TEXT PROVIDED:

Annie Turner

Annie Turner
Having a Conversation

Monday, July 30, 2012

BLESSED ARE THOSE WHO FIX

Do any of you remember the Golden Books from our childhoods?  Wonderful, basic stories about puppies who ate all the deserts, and chicken little running about like the crazed adults we have become?  One story I remember was about a father and mother who fixed things that went wrong.  When a button popped off the little girl's dress, Mom sewed it back on with great good humor (unlike this lady who grinds her teeth when having to sew on buttons).  When a wheel rolled off the little boy's wagon, Dad put it back on again.  If only it were so easy.

At the Turner household we've just been through a month where the God of Small and Expensive Appliances has been working overtime.  First the old food processor went in a blaze of glory that turned its plug to charcoal.  Then a door hinge went in our Vibe, a great car no longer in production (probably didn't make enough money for the company); the kitchen sink began leaking in a sullen and deeply personal way.  Then our furnace man told us there was a crack in the casing and not to use our furnace unless absolutely necessary, mentioning the cheery words, "Carbon Monoxide poisoning."  Ack.  What else can go wrong, go wrong?

But then I began to think about how blessed we are to be able to walk over to our phone, ring the plumber or the furnace man or the electrician, and somebody actually appears to fix our stuff.  I am in awe of people who can make broken things work again.  I am in awe of this invisible network of men and women who make our daily lives possible, who:  repair potholes in our road, saw down fallen trees which have collapsed on power lines; put out fires; patrol our streets and pull over insanely drunk drivers; drive ambulances; nurse the sick; grow our food, and on and on.

My thoughts turned to people who do not have these options:  families living in squalid refugee camps; young girls who cannot go to school because it is not safe; people with no access to clean water or health care.  They don't get to "fix" things--they get to endure them.  And my cranky mutterings about failed appliances and costly repairs seem childish and self-absorbed.  Also privileged.

ASSIGNED TASK:
Update a passage of the blog post that begins at the words "BLESSED ARE THOSE" and stops after "were so easy.", replacing "wagon" with "tricycle" and leaving everything else unchanged. The records come from a source separate from the blog post.

ENTRIES PROVIDED:

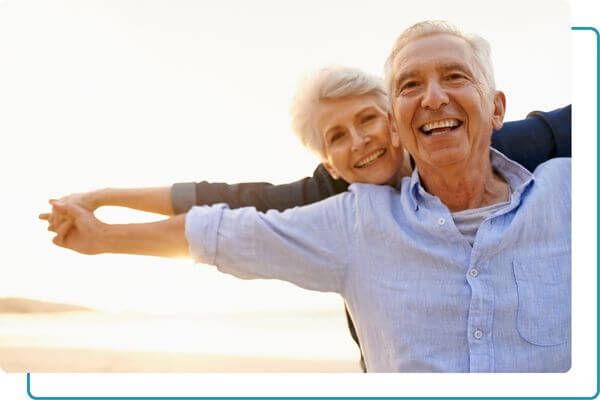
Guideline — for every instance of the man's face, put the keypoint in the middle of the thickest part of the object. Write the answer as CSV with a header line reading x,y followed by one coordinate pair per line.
x,y
358,143
442,107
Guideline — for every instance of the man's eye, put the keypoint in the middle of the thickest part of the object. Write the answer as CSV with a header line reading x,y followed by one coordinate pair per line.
x,y
406,86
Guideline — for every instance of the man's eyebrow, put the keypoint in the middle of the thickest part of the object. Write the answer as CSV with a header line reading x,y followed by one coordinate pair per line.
x,y
455,65
405,75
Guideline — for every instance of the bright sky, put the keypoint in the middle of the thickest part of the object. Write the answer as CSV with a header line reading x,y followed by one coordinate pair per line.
x,y
132,94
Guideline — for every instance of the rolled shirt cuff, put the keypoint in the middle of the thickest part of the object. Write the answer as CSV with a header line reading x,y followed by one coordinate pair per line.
x,y
202,231
183,197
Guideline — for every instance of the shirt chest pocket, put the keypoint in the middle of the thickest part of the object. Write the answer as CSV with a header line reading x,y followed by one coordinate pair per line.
x,y
544,295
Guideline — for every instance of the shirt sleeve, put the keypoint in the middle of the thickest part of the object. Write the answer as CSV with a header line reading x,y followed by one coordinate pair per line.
x,y
308,246
536,139
261,195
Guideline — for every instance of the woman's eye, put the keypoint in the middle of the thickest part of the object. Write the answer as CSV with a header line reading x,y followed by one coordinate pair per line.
x,y
335,137
368,118
455,76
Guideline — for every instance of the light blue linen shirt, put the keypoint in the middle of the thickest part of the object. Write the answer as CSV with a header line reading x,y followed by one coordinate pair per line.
x,y
422,298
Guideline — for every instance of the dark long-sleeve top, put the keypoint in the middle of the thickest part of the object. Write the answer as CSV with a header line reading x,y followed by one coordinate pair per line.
x,y
531,141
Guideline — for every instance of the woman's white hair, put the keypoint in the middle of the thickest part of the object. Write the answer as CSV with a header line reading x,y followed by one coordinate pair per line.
x,y
479,46
332,82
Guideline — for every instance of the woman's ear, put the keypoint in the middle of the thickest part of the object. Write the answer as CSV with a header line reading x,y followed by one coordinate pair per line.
x,y
394,135
332,171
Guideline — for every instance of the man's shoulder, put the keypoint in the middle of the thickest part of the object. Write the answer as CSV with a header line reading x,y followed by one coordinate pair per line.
x,y
555,168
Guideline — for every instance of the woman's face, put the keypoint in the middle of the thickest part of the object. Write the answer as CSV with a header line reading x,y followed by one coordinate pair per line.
x,y
361,144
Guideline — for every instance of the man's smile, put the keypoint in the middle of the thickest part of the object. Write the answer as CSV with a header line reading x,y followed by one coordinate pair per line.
x,y
440,127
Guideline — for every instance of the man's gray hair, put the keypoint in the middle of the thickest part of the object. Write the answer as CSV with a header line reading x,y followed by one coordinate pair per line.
x,y
332,82
480,46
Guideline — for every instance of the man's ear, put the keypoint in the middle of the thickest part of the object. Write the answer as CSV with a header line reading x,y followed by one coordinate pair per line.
x,y
332,171
394,135
499,110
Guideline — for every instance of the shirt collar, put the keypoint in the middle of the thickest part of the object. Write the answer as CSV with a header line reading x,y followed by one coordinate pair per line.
x,y
517,176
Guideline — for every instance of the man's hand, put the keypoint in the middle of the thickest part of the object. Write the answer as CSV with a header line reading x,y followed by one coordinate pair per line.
x,y
60,223
79,229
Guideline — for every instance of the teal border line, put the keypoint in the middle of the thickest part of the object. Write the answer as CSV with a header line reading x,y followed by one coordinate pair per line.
x,y
574,28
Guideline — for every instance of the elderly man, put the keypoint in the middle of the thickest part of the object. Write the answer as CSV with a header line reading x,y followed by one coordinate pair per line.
x,y
451,273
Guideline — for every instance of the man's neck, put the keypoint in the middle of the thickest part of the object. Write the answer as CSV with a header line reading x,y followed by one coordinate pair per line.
x,y
460,187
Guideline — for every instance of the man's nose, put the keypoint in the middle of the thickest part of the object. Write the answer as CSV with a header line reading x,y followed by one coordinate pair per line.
x,y
359,139
434,97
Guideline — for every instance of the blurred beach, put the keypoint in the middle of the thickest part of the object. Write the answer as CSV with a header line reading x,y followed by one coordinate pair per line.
x,y
38,336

RESPONSE FOR THIS EXERCISE:
BLESSED ARE THOSE WHO FIX

Do any of you remember the Golden Books from our childhoods?  Wonderful, basic stories about puppies who ate all the deserts, and chicken little running about like the crazed adults we have become?  One story I remember was about a father and mother who fixed things that went wrong.  When a button popped off the little girl's dress, Mom sewed it back on with great good humor (unlike this lady who grinds her teeth when having to sew on buttons).  When a wheel rolled off the little boy's tricycle, Dad put it back on again.  If only it were so easy.